Start of Material for this exercise

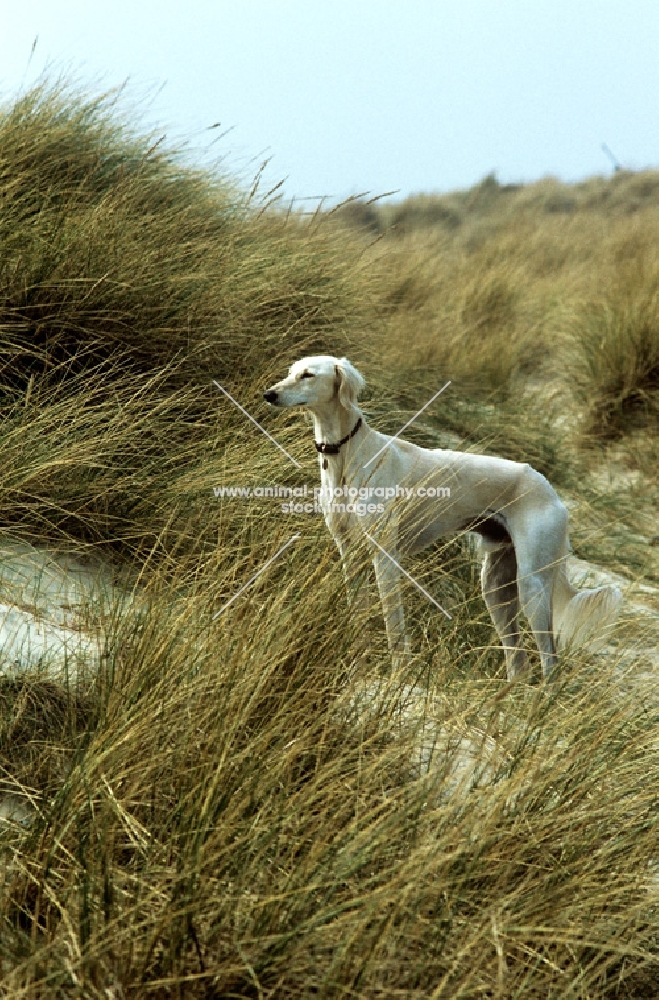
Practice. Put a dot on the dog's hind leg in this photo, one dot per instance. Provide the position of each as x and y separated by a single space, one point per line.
499 583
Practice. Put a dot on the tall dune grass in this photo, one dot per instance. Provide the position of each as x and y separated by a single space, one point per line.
254 804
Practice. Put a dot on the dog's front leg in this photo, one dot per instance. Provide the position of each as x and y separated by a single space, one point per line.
389 579
355 572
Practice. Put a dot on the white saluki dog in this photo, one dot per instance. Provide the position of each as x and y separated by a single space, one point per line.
522 522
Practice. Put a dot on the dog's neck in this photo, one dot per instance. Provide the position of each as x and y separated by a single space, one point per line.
331 425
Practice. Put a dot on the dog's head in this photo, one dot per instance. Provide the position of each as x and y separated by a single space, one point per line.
317 382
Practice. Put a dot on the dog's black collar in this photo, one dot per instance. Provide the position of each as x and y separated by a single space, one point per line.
334 449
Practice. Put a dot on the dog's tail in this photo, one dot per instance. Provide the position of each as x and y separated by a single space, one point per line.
583 617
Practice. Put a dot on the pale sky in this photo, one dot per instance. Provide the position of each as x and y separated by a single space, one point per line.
350 96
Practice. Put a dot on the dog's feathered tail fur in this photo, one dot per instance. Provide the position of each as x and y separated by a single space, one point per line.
583 616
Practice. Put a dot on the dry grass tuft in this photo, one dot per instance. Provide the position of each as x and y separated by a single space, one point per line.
255 804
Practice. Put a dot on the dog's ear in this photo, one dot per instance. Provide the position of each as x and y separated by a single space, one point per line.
350 383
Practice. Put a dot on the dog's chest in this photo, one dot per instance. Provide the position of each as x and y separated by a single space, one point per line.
333 501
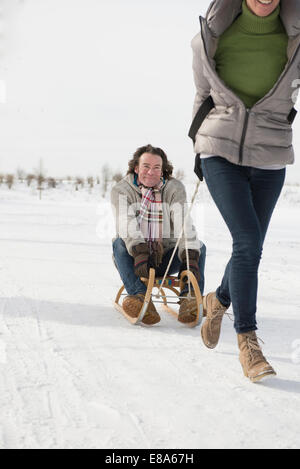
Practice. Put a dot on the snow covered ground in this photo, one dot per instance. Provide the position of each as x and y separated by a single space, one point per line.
75 374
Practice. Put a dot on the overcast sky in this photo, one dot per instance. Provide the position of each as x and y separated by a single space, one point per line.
88 81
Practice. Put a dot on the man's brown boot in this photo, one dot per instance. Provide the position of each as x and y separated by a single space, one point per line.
132 305
188 309
254 364
214 312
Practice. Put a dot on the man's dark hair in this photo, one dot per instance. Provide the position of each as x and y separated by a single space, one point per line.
167 167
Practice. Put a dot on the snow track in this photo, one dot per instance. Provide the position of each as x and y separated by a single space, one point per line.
75 374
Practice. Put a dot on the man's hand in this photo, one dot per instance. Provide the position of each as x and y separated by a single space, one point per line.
157 255
194 264
141 257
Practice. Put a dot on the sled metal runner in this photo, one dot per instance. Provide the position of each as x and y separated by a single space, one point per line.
171 283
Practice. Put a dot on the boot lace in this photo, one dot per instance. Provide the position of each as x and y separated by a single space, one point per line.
255 352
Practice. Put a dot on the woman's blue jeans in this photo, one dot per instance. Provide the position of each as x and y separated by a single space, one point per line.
133 285
246 198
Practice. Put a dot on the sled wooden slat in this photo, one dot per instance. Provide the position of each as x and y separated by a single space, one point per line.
171 283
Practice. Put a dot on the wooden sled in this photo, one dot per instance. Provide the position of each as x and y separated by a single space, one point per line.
171 283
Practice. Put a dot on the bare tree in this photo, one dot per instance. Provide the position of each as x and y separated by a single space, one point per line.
106 174
10 180
90 181
180 175
40 177
29 179
79 182
51 183
21 174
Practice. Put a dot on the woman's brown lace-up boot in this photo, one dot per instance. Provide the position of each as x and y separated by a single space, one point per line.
214 312
132 305
254 364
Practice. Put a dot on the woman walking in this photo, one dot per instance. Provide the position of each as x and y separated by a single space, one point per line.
246 63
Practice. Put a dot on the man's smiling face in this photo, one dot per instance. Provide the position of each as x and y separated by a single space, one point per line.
262 7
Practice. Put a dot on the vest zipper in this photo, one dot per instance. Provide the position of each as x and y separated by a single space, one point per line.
244 135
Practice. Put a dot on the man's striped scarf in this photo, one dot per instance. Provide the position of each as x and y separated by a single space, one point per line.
151 214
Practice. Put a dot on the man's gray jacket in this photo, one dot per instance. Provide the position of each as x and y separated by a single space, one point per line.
126 200
261 135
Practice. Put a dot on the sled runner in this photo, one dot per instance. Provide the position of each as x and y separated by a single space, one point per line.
169 283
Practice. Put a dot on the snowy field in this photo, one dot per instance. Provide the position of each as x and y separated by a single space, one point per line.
75 374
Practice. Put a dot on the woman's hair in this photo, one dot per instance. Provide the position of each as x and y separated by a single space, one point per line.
167 167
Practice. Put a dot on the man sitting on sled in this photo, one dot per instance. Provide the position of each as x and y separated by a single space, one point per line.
148 204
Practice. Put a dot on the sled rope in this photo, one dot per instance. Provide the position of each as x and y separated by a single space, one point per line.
182 233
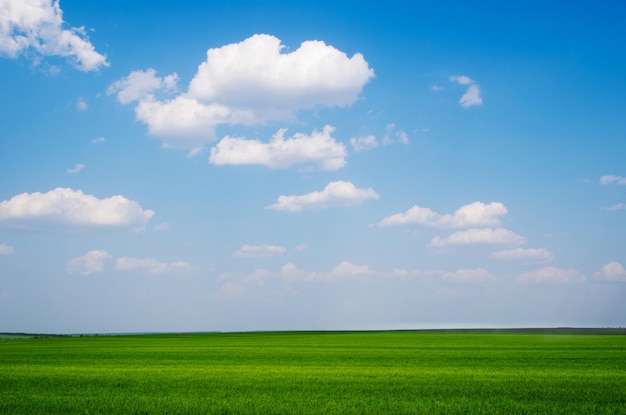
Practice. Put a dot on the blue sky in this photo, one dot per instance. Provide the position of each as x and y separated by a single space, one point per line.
189 166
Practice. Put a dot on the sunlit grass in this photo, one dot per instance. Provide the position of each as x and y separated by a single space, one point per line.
313 373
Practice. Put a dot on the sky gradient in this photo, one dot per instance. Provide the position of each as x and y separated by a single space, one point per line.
190 166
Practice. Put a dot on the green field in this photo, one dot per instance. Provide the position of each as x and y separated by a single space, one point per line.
408 372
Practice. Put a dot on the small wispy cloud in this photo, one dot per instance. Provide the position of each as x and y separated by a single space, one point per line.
393 135
364 143
472 94
337 193
259 251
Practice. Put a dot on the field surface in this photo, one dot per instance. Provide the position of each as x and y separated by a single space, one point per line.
316 373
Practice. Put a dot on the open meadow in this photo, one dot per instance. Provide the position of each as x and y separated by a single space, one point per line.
404 372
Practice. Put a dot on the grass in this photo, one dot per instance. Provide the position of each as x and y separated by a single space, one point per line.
316 373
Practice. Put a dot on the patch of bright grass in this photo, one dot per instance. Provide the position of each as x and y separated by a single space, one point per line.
316 373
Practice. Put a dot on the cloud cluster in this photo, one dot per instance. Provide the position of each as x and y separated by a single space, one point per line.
257 251
319 149
472 94
73 207
479 236
152 265
339 193
249 82
471 215
363 143
36 26
94 261
613 271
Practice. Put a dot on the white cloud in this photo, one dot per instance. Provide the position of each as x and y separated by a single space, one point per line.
91 262
619 206
461 79
552 275
151 264
471 97
6 249
613 271
73 207
478 236
472 94
468 276
255 74
347 268
471 215
139 85
319 149
98 140
610 178
76 169
249 82
393 136
531 254
364 143
343 270
81 104
259 251
36 26
338 193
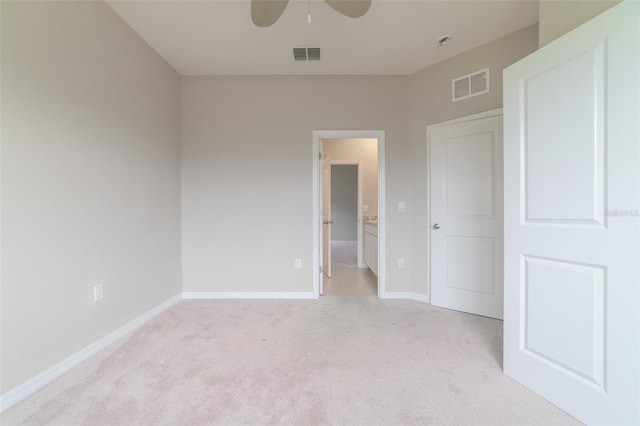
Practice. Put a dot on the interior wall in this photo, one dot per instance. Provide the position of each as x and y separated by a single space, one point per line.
344 203
430 102
247 158
90 181
364 150
558 17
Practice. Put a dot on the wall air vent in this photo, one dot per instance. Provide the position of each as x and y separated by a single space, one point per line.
470 85
306 53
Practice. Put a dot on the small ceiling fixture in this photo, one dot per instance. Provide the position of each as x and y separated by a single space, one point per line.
444 40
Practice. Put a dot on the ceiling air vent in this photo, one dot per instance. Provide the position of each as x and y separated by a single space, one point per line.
470 85
306 53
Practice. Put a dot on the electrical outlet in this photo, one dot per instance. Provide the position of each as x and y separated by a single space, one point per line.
98 292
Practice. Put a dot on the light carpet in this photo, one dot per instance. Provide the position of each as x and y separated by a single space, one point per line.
337 360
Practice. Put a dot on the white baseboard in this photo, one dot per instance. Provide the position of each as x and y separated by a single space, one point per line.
346 243
405 295
21 392
246 295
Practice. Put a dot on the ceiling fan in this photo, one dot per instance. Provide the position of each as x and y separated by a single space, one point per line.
265 13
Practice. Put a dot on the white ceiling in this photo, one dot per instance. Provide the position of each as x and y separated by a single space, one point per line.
217 37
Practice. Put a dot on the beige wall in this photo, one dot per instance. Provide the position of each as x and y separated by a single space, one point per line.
430 102
90 180
247 173
558 17
365 150
91 183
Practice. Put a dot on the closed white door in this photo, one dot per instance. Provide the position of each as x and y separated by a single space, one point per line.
572 222
466 216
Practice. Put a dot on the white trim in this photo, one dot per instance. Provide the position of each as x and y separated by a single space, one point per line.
317 136
472 117
36 383
468 77
359 222
406 295
246 295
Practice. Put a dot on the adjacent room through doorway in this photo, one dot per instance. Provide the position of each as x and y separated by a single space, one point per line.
350 212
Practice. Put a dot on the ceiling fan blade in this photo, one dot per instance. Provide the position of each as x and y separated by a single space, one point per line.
350 8
266 12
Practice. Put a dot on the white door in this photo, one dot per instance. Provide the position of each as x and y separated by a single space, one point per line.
572 223
466 216
326 219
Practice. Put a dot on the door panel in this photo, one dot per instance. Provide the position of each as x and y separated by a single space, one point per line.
572 222
466 209
326 219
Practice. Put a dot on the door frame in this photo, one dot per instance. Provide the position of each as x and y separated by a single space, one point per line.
316 218
359 222
466 119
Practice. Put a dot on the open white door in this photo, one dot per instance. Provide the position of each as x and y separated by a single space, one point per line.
572 223
326 219
466 215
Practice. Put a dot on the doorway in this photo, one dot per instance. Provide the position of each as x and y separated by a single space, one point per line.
346 152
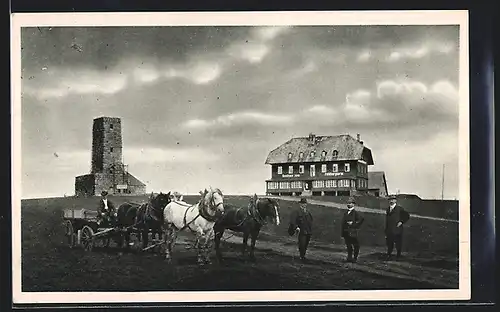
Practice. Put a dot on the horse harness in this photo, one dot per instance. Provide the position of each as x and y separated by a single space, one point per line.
253 212
201 212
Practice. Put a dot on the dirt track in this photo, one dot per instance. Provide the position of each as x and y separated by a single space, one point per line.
49 265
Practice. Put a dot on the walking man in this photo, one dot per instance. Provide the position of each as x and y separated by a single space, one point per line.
107 212
396 216
351 222
301 223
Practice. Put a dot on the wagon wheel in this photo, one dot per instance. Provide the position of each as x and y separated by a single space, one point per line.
69 233
87 238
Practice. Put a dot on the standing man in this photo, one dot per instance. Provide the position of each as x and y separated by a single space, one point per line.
351 222
107 212
301 223
396 216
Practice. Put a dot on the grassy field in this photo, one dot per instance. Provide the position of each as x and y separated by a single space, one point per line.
431 252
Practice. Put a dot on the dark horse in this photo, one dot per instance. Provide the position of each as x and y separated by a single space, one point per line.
144 217
247 220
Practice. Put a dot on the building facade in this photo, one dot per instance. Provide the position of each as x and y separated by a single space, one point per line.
108 172
377 184
319 166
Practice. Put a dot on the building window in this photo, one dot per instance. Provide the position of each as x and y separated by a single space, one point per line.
343 183
330 183
318 184
284 185
296 184
272 185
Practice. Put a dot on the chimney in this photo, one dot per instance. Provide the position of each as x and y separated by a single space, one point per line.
359 138
312 138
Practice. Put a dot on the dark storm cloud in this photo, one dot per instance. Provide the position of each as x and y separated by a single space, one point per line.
216 100
104 47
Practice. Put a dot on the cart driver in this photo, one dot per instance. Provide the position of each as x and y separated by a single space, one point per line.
106 211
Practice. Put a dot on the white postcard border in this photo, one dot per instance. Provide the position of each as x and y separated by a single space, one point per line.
19 20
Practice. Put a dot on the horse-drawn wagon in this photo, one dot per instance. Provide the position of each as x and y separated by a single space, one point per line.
82 228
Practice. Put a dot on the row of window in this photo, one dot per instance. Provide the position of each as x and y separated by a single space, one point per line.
283 185
335 154
312 169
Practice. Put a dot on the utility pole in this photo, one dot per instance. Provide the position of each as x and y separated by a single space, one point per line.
442 186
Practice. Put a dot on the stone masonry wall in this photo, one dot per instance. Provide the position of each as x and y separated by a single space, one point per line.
84 185
106 144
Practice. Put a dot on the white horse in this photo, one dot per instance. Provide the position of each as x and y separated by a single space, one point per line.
199 218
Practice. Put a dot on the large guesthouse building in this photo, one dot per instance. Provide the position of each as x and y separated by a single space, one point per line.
319 166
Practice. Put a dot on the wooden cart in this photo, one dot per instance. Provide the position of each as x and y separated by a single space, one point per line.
82 229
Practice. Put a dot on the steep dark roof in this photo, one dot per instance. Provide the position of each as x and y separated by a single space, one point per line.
376 180
346 146
133 180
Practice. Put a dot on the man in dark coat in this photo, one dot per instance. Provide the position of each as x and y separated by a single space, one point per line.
396 216
351 222
301 223
107 211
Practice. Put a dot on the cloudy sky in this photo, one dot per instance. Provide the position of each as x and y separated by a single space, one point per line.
204 106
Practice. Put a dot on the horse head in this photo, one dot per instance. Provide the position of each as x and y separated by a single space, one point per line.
161 200
213 201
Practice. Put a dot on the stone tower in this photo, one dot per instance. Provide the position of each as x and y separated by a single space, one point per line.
107 170
106 145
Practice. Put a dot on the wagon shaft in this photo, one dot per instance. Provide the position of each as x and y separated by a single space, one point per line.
153 246
103 232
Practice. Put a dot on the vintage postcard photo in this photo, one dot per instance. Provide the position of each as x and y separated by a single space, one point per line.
239 157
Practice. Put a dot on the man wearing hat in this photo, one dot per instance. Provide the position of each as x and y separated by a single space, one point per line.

End of Material for this exercise

- Task goal -
Write out only what runs from the line holding "Practice. Put a dot on the horse head" through the last line of the records, exactly as shown.

- Complete answer -
Practice. Put a dot on the horse head in this photo, one dot per instance. Provide the position of each as x and y separated by a single space, one point per line.
161 200
213 201
Practice. Put a dot on the stone tower in this photo, one dot per instance. Provide the position of each as x and y separated by a single space, one point per line.
107 170
106 145
Practice. Put a dot on the wagon shaft in this photo, one dot per instance. Provide the position of each as x and y separated by a single space, one point per line.
153 246
103 232
Practice. Put a dot on the vintage postcard photo in this photo, one dot per instance. Provide the position of each as x and y separated by a single space, one point per line.
239 157
Practice. Put a dot on the man wearing hat in this photo, one dot per instance. Provide the position of each as x and y separated by a single space, one point per line.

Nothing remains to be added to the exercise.